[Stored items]
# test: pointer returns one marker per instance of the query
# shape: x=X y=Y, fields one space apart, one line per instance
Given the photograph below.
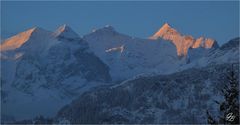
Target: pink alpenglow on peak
x=65 y=31
x=21 y=38
x=182 y=42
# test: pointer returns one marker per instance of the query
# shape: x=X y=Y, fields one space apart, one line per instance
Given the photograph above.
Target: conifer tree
x=229 y=108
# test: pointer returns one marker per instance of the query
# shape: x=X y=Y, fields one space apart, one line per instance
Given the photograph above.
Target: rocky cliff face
x=182 y=42
x=181 y=97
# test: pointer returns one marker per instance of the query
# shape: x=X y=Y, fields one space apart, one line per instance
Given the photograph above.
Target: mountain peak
x=165 y=29
x=65 y=31
x=166 y=25
x=19 y=39
x=182 y=42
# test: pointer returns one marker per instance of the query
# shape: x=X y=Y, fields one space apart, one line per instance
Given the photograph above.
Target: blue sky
x=218 y=20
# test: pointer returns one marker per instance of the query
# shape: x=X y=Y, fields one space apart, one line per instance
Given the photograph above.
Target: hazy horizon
x=217 y=20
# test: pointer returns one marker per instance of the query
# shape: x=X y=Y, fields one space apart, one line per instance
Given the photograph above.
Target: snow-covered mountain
x=181 y=97
x=227 y=53
x=56 y=67
x=183 y=43
x=52 y=67
x=129 y=56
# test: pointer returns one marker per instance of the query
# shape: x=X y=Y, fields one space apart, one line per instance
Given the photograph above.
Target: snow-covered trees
x=229 y=108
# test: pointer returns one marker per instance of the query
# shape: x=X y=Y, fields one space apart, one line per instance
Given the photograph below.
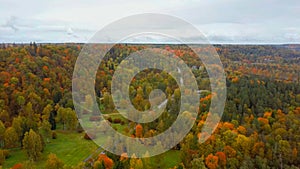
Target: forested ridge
x=259 y=127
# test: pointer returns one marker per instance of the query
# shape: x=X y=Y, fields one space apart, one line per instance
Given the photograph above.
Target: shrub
x=95 y=118
x=109 y=119
x=89 y=136
x=54 y=135
x=117 y=120
x=6 y=153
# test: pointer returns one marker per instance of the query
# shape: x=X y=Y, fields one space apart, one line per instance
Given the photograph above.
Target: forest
x=259 y=128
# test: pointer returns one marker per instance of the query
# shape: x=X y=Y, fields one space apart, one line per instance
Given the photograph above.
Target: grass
x=166 y=160
x=70 y=147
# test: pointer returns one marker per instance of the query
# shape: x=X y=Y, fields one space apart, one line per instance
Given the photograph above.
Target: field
x=70 y=147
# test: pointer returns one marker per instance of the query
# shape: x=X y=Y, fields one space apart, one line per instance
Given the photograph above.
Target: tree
x=99 y=165
x=32 y=144
x=108 y=163
x=2 y=157
x=139 y=131
x=2 y=131
x=45 y=129
x=198 y=163
x=53 y=162
x=11 y=138
x=211 y=161
x=67 y=117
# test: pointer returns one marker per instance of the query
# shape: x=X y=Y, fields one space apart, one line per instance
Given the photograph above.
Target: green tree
x=2 y=131
x=53 y=162
x=2 y=157
x=32 y=144
x=11 y=138
x=67 y=117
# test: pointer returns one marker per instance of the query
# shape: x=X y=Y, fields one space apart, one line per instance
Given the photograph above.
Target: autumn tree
x=32 y=145
x=2 y=131
x=211 y=161
x=67 y=117
x=11 y=138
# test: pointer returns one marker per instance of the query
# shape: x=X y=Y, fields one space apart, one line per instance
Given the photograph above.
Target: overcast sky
x=221 y=21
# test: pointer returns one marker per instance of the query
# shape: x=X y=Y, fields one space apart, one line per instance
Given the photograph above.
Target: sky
x=221 y=21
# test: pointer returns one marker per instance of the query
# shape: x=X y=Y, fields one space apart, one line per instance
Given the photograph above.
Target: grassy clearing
x=70 y=147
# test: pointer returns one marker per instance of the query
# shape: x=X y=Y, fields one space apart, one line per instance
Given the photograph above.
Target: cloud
x=230 y=21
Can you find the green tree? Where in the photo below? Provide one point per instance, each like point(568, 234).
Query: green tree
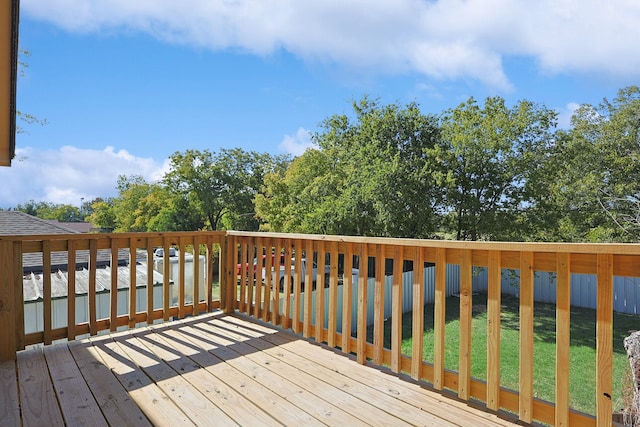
point(137, 204)
point(485, 159)
point(220, 186)
point(598, 168)
point(103, 215)
point(369, 176)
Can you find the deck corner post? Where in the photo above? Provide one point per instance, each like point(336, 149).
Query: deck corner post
point(7, 302)
point(227, 282)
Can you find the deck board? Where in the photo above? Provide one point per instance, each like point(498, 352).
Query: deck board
point(215, 370)
point(9, 403)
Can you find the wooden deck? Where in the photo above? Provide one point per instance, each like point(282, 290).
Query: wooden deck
point(214, 370)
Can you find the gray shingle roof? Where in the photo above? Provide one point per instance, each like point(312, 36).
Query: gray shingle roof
point(15, 223)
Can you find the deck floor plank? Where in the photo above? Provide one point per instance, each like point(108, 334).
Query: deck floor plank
point(77, 403)
point(292, 364)
point(38, 401)
point(154, 403)
point(112, 398)
point(217, 360)
point(389, 385)
point(215, 370)
point(199, 409)
point(364, 409)
point(9, 402)
point(227, 399)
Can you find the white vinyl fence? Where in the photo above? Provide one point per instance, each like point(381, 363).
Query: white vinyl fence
point(626, 290)
point(583, 292)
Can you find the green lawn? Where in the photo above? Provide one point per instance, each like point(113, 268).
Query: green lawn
point(582, 353)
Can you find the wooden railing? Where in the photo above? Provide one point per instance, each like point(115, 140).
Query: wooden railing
point(330, 302)
point(88, 250)
point(287, 305)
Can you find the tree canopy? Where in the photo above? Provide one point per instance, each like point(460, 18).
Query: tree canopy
point(479, 171)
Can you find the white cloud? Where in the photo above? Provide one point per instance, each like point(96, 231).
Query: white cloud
point(444, 39)
point(68, 174)
point(296, 144)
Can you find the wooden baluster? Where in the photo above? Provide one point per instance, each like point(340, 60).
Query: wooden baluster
point(196, 274)
point(526, 337)
point(297, 286)
point(417, 324)
point(440, 304)
point(309, 292)
point(396, 310)
point(464, 363)
point(378, 305)
point(150, 281)
point(604, 340)
point(347, 299)
point(133, 288)
point(319, 291)
point(563, 337)
point(113, 293)
point(493, 330)
point(71, 290)
point(362, 303)
point(93, 259)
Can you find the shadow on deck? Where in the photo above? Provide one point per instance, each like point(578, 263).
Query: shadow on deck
point(214, 370)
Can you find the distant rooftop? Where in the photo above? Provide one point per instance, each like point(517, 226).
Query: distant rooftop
point(16, 223)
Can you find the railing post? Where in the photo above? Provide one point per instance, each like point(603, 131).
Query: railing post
point(7, 302)
point(228, 250)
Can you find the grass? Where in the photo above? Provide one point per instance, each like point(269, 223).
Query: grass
point(582, 369)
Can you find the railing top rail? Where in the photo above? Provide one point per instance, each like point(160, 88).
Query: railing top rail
point(99, 236)
point(581, 248)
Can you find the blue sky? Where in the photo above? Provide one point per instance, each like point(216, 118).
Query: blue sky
point(124, 84)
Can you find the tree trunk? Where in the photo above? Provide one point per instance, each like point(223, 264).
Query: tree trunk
point(632, 412)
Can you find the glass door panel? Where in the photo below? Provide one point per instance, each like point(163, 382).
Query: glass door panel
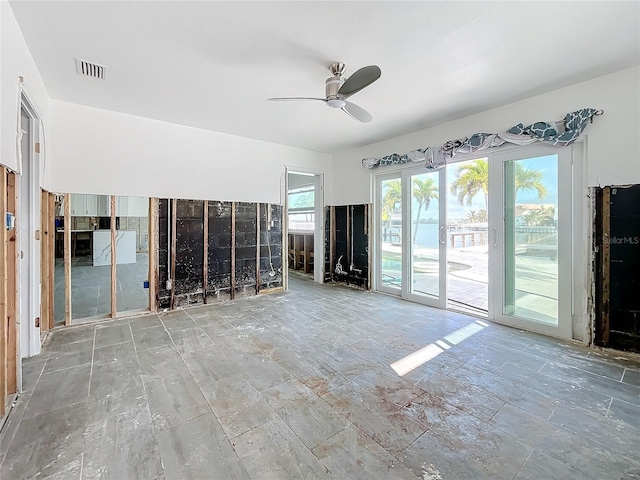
point(531, 249)
point(467, 197)
point(426, 234)
point(390, 238)
point(531, 238)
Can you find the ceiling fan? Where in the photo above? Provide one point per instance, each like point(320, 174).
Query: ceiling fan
point(338, 89)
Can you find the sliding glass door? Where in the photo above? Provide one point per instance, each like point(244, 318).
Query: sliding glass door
point(532, 253)
point(487, 236)
point(411, 250)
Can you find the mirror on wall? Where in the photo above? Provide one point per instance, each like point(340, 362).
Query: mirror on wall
point(90, 226)
point(132, 253)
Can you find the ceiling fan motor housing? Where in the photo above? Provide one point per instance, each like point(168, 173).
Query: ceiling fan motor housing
point(332, 85)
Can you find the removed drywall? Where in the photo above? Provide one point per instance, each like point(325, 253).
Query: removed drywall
point(213, 251)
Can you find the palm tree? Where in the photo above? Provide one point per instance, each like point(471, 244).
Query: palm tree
point(471, 178)
point(423, 192)
point(474, 177)
point(529, 179)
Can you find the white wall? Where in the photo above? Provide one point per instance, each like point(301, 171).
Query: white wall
point(99, 151)
point(613, 140)
point(16, 61)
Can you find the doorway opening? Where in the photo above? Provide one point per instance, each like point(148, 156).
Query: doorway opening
point(28, 229)
point(304, 223)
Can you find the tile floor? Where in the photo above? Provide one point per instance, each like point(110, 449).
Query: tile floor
point(298, 384)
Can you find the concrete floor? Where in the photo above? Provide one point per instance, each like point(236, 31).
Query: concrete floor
point(298, 384)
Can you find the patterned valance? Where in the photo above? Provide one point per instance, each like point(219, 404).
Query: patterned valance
point(562, 133)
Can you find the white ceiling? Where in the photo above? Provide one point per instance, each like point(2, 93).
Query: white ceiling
point(213, 64)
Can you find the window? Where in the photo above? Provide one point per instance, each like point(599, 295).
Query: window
point(301, 208)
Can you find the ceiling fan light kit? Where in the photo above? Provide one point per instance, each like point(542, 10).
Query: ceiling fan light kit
point(337, 90)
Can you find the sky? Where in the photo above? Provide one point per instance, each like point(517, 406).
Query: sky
point(547, 165)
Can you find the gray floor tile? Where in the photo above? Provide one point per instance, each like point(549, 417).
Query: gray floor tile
point(632, 377)
point(199, 449)
point(59, 389)
point(539, 466)
point(500, 454)
point(110, 334)
point(145, 322)
point(121, 446)
point(306, 414)
point(174, 399)
point(351, 454)
point(151, 338)
point(432, 457)
point(625, 412)
point(238, 406)
point(261, 451)
point(176, 320)
point(380, 420)
point(468, 398)
point(209, 365)
point(46, 444)
point(189, 340)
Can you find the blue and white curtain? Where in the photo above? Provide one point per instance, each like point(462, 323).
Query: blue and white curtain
point(561, 133)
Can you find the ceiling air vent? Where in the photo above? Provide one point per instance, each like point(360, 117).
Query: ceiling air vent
point(92, 70)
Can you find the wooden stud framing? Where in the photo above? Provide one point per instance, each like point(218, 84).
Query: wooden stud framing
point(12, 290)
point(3, 294)
point(233, 250)
point(153, 254)
point(52, 258)
point(367, 225)
point(205, 259)
point(44, 264)
point(47, 260)
point(258, 248)
point(67, 259)
point(332, 239)
point(606, 257)
point(114, 279)
point(174, 241)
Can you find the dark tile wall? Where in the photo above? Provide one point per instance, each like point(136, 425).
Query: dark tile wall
point(351, 241)
point(188, 282)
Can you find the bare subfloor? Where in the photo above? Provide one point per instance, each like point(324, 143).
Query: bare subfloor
point(298, 385)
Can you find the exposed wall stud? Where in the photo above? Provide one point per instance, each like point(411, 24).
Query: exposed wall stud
point(233, 250)
point(67, 259)
point(606, 256)
point(114, 279)
point(153, 254)
point(332, 242)
point(174, 241)
point(52, 258)
point(258, 218)
point(12, 289)
point(4, 337)
point(205, 259)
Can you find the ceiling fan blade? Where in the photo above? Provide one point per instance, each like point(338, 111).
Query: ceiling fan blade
point(294, 99)
point(359, 80)
point(357, 112)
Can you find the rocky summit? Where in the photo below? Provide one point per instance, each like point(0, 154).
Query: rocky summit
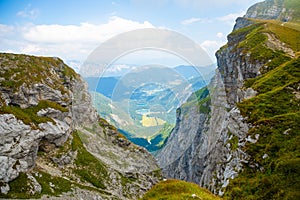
point(53, 142)
point(238, 137)
point(241, 140)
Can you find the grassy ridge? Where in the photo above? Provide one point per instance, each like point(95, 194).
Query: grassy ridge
point(274, 169)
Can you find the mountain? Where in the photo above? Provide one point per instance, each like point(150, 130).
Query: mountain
point(242, 139)
point(142, 104)
point(53, 143)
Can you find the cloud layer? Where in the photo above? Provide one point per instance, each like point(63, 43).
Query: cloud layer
point(67, 41)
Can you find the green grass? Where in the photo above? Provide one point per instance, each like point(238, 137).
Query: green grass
point(178, 190)
point(16, 68)
point(29, 115)
point(274, 169)
point(21, 187)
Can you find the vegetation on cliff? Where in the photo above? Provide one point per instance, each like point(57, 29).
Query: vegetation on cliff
point(274, 169)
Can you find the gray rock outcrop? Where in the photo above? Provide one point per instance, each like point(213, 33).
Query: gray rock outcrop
point(208, 150)
point(41, 113)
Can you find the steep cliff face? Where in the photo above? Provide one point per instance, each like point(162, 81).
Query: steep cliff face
point(221, 153)
point(54, 143)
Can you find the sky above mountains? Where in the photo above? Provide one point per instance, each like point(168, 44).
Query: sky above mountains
point(73, 29)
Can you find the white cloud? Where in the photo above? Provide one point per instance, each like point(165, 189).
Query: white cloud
point(230, 18)
point(85, 32)
point(65, 41)
point(202, 4)
point(220, 35)
point(193, 20)
point(28, 12)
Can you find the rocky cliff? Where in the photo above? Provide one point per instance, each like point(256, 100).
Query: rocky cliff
point(236, 144)
point(54, 143)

Required task »
Could you write out the lines again, starting at the line containing "like point(96, 231)." and stopping after the line containing "point(296, 144)", with "white cloud" replaced by "gray cloud" and nothing else changed?

Full response »
Can you find the gray cloud? Where in the photo above? Provide one point per instance, each like point(96, 231).
Query: gray cloud
point(444, 39)
point(68, 174)
point(296, 144)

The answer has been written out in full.